● **Excerpt provided**:

# # #

Expedition of Amr ibn al-As, also known as the Campaign of Dhatas Salasil, took place in September 629 AD, 8AH, 6th month, of the Islamic Calendar.

Background
After the retreat of the Muslim army at the Battle of Mu’tah, the Muslims decided to retaliate against tribes that had supported the Ghassanids in Mu'tah. The Banu Qudah were one such tribe, additionally there were rumours of them planning an attack on Medina itself. It is said Banu Qudah were motivated by Ghassanids and by some extend by the Byzantine elements themselves to attack Muslims area straight in their citadel, Medina Another reasons because Muslim spies has detected the Byzantines has incited their Arab tribe allies to attack Medina. This information was immediately sent to Medina, causing Muhammad to summon his council of Sahaba to decide how they should handle the matter.

# # #

● **Data extract**:

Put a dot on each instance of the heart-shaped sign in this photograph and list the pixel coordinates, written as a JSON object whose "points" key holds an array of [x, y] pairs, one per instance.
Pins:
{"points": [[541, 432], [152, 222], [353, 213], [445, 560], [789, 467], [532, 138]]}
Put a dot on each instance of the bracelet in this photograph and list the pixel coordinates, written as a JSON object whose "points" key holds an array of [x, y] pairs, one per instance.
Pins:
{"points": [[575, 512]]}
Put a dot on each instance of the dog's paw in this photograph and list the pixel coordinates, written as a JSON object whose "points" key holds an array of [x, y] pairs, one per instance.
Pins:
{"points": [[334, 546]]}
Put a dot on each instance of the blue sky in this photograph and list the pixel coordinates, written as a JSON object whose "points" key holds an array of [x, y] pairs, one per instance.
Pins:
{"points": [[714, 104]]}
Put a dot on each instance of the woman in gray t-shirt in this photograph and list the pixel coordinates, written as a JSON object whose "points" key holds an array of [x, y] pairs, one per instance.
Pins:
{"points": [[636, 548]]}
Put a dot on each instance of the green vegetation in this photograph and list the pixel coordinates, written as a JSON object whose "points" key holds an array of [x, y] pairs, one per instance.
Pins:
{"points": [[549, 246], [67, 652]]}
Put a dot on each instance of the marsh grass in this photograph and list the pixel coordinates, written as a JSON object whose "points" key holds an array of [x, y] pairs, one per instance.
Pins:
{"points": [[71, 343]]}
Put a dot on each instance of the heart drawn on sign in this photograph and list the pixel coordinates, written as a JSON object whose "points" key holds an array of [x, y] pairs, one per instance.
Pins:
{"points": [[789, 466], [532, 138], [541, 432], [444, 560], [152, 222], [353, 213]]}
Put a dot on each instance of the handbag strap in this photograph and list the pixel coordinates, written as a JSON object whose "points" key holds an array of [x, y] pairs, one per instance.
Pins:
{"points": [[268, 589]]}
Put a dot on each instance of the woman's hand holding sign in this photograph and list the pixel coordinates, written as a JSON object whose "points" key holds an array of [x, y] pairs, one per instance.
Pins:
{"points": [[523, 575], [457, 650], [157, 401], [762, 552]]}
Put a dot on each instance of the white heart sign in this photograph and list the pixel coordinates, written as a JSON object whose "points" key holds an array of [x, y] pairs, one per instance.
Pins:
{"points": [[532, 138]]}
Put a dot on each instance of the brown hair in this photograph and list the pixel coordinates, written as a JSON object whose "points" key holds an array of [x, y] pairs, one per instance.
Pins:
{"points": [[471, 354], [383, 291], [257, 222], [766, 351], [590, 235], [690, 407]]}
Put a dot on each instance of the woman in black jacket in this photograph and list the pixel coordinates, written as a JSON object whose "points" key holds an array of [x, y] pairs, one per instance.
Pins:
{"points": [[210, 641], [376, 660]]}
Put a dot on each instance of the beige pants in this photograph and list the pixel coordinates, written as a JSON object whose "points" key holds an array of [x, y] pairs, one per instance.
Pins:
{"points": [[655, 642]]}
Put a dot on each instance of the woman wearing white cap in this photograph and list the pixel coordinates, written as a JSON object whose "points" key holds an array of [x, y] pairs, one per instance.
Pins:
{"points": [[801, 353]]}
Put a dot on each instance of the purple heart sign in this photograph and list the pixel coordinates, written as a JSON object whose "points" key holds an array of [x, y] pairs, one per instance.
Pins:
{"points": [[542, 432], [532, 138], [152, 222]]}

# # #

● **Requirements**:
**A.** Please reproduce the passage on the Expedition of Amr ibn al-As from "Expedition of Amr" to "handle the matter.", swapping "Sahaba" for "Companions".
**B.** Pick out every line of the listing that contains the string "heart" and copy it, treating case as significant.

● **Exercise responses**:
**A.**
Expedition of Amr ibn al-As, also known as the Campaign of Dhatas Salasil, took place in September 629 AD, 8AH, 6th month, of the Islamic Calendar.

Background
After the retreat of the Muslim army at the Battle of Mu’tah, the Muslims decided to retaliate against tribes that had supported the Ghassanids in Mu'tah. The Banu Qudah were one such tribe, additionally there were rumours of them planning an attack on Medina itself. It is said Banu Qudah were motivated by Ghassanids and by some extend by the Byzantine elements themselves to attack Muslims area straight in their citadel, Medina Another reasons because Muslim spies has detected the Byzantines has incited their Arab tribe allies to attack Medina. This information was immediately sent to Medina, causing Muhammad to summon his council of Companions to decide how they should handle the matter.

**B.**
Put a dot on each instance of the heart-shaped sign in this photograph and list the pixel coordinates, written as a JSON object whose "points" key holds an array of [x, y] pairs, one per instance.
Put a dot on each instance of the heart drawn on sign in this photograph and list the pixel coordinates, written as a JSON object whose "points" key holds an array of [x, y] pairs, one per instance.
Put a dot on each instance of the white heart sign in this photograph and list the pixel coordinates, written as a JSON object whose "points" key holds an array of [x, y] pairs, one per instance.
Put a dot on each instance of the purple heart sign in this photograph and list the pixel coordinates, written as a JSON object whose "points" key holds an array of [x, y] pairs, one per instance.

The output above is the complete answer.